- TASK
Put the lines below into a numbered list, omitting blank lines.

Position identification lines
* start *

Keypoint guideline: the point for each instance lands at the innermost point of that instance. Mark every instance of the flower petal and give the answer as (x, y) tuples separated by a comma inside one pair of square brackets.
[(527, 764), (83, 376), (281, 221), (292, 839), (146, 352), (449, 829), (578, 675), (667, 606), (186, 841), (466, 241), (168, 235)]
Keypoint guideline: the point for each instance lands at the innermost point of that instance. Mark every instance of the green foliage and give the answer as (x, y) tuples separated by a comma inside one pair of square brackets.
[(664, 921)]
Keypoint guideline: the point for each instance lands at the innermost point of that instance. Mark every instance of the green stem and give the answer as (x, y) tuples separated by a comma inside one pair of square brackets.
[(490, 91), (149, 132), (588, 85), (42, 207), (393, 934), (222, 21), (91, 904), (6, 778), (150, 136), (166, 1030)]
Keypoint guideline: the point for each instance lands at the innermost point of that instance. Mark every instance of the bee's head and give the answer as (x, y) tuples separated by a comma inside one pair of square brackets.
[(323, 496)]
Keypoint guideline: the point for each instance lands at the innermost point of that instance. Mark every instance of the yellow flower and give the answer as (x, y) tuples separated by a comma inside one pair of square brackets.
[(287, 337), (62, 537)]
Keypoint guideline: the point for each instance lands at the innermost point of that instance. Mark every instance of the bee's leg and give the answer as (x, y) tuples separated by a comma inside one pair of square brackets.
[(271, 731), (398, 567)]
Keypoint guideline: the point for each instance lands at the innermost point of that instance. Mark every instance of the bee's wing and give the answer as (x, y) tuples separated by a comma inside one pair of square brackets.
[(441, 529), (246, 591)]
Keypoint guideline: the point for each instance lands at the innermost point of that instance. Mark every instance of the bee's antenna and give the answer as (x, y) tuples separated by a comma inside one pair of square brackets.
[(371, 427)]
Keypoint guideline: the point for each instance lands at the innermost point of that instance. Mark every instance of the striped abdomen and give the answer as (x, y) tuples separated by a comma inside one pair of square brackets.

* end *

- FINISHED ANSWER
1. Keypoint guideline: the point for each instance lands at the innermost point of that instance. Mark every instance of the flower petal and give the answer as (x, y) tuples separated by a comma inside one pair of square brackets.
2. [(527, 764), (83, 376), (281, 221), (292, 839), (146, 352), (449, 829), (578, 675), (667, 606), (186, 841), (466, 241), (168, 235)]
3. Keypoint guideline: the point for each instance lands at the innermost point of that instance. Mark every instance of the green foliage and give the answer as (x, y) tuples separated by a comma inside one pair of square brackets.
4. [(664, 921)]
5. Keypoint guideline: the point for each instance lands at the innermost point of that instance. Mark every instance of the green stem and give the answer as (x, y) tuples separated by a comma inside one pair of square brackets.
6. [(490, 91), (149, 132), (588, 85), (42, 207), (393, 934), (222, 21), (91, 904), (6, 778), (150, 136), (166, 1030)]
7. Keypoint guideline: the point for each instance lands at the innermost point of that instance. Mark every instance of the bee's head and give the answer as (x, y) tuples separated by a comma inside one pair of square brackets.
8. [(323, 496)]
9. Keypoint guideline: the point for each instance lands at the innermost point of that instance. Mark every instance of the yellow flower and give the answer as (x, y) tuples separated by a comma inside one pair of square brackets.
10. [(287, 337), (62, 537)]
11. Keypoint guideline: the point for each instance lands at the innermost point of that instance. Mark every instance of the bee's leg and give the answer as (x, y) tuples separated by a comma inside one pair of square brackets.
12. [(271, 731), (398, 567)]
13. Keypoint guideline: the point for each instance lands at the innermost point of that instance. Mark every instance of the bee's wing and give the answer as (x, y) tuples separated by a comma inside one pair of square brackets.
14. [(441, 529), (246, 591)]
15. Keypoint guideline: the point for each instance lands at the innermost point of that instance. Mark every instance of the bee's antenna and give the answer as (x, y) tuples separated by a comma inside one pair of square brackets.
16. [(371, 427)]
17. Keypoint guideline: the point for each instance lands at the innermost point of that instance. Mark every instance of the striped abdomen and give the answer as (x, y) tuples separated by a comma inside one pair of square brackets.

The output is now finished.